▸ STATED TASK 1:
Copy the entries below verbatim, from the line containing "Report one point per instance of the tree" through the end of the entries.

* BEGIN TEXT PASSAGE *

In addition to the living conditions at the homestays, the article focuses on the involvement of Peter Low, the director of the Concordia China Student Recruitment Partner Program. “It's a bit of a complicated thing because he's a contractor,” says Sparks. “He's not an employee in the way that the Dean of Students is ... so the information available on him and what he was doing exactly was a little bit harder to get a hold of.” But the investigation found that Low runs the company that arranges the homestays and airport pickup — both tasks are not in the company's contract with the university. At the time of the article's publishing, Low charged students $2,200 for his services.
The Link did “a lot of background research,” to find out who Low was, says Sparks. “We ran a corporate records check in B.C. to verify exactly who it was that was running the company. Checked with all the law societies of all the different provinces as well as the professional body that regulates immigration consultants.”
Low would go to recruitment sessions at different high schools in China, and The Link discovered that he was at an event with one of Concordia's vice presidents. “To what extent was the university aware of what exactly was going on?” asks Sparks. “That was definitely an important aspect of it … nailing down exactly how much they knew about what he was doing and how closely he was working with the university.”
On the recruitment program's website, it states that it “does not require applicants to have an advanced understanding of the English language upon enrolment.” However, some students are required to take English classes held at Concordia's Centre for Continuing Education, which can cost up to $30,000 for the full program, before they can enroll in Concordia University. The student newspaper vetted this and all other financial information in the article by obtaining documents and/or verifying things through “at least two other sources that we trusted,” says Sparks.
“At least certain parts of the university were already aware of the problem before we printed the story, but it was hard to tell how quickly things were moving,” he says. “Once the story came out they moved pretty quickly.” Concordia removed all mention of the homestay program from the university's website, sent out an email to all international students to check up on them, and made plans to talk to those students over the phone in their language of choice — either English, Mandarin, or Cantonese.
“They're making sure that every document related to the Concordia applications process will be available in Chinese,” says Sparks. The university is also strongly recommending that homestay providers give receipts for any financial transactions, and “draw up all documents in Chinese if the student wants.”
Concordia students held protests calling for a review into the recruitment program. The article had called on people to speak out about their experiences with the program, and less than two months later, more people came forward.

* END TEXT PASSAGE *

▸ STATED TASK 2:
Answer these questions about the text on the Concordia recruitment program:
(a) What did Low charge students for his services when the article was published?
(b) What is the most the English classes at Concordia's Centre for Continuing Education can cost for the full program?
(c) In which languages could international students choose to be spoken to over the phone?

* BEGIN MATERIAL TO PROCESS *

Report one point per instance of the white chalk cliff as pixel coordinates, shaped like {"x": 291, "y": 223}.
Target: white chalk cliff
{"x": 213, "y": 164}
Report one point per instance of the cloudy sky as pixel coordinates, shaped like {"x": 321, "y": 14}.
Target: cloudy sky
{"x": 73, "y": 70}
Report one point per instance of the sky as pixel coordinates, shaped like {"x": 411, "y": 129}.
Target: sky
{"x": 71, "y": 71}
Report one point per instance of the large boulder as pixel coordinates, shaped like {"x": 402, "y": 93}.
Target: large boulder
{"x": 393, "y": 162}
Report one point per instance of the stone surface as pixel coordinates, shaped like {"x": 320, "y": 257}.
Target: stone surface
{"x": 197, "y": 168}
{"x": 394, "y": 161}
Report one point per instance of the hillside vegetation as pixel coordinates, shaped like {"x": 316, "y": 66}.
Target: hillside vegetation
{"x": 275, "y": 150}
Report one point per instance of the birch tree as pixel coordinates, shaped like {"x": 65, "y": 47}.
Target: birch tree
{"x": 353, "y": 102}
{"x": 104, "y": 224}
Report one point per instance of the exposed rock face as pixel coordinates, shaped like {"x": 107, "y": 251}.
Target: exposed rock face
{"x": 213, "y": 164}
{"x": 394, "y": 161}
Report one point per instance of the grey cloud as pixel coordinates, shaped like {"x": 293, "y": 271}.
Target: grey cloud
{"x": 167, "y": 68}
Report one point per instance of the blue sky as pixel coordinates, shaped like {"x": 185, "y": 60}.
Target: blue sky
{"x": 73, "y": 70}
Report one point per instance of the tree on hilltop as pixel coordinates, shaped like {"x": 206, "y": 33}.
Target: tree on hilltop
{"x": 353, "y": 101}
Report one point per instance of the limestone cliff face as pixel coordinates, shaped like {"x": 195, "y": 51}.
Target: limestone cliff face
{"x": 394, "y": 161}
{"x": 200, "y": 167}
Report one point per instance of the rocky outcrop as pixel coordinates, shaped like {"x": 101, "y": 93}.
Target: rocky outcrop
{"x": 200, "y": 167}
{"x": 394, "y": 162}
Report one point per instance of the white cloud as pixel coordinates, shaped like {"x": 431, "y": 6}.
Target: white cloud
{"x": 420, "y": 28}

* END MATERIAL TO PROCESS *

▸ CORRECT RESULT 1:
Report one point per instance of the tree on hilltop as pixel coordinates, shaped like {"x": 206, "y": 33}.
Target: tree on hilltop
{"x": 353, "y": 101}
Report one point per instance of the limestone cliff face as pixel coordinates, shaped like {"x": 195, "y": 51}.
Target: limestone cliff face
{"x": 394, "y": 161}
{"x": 200, "y": 167}
Report one point per instance of the rocky outcrop as pixel coordinates, shaped like {"x": 101, "y": 93}.
Target: rocky outcrop
{"x": 200, "y": 167}
{"x": 394, "y": 162}
Report one point per instance of the white cloud as pixel coordinates, shaped like {"x": 431, "y": 6}.
Target: white cloud
{"x": 420, "y": 28}

▸ CORRECT RESULT 2:
(a) $2,200
(b) $30,000
(c) English, Mandarin, or Cantonese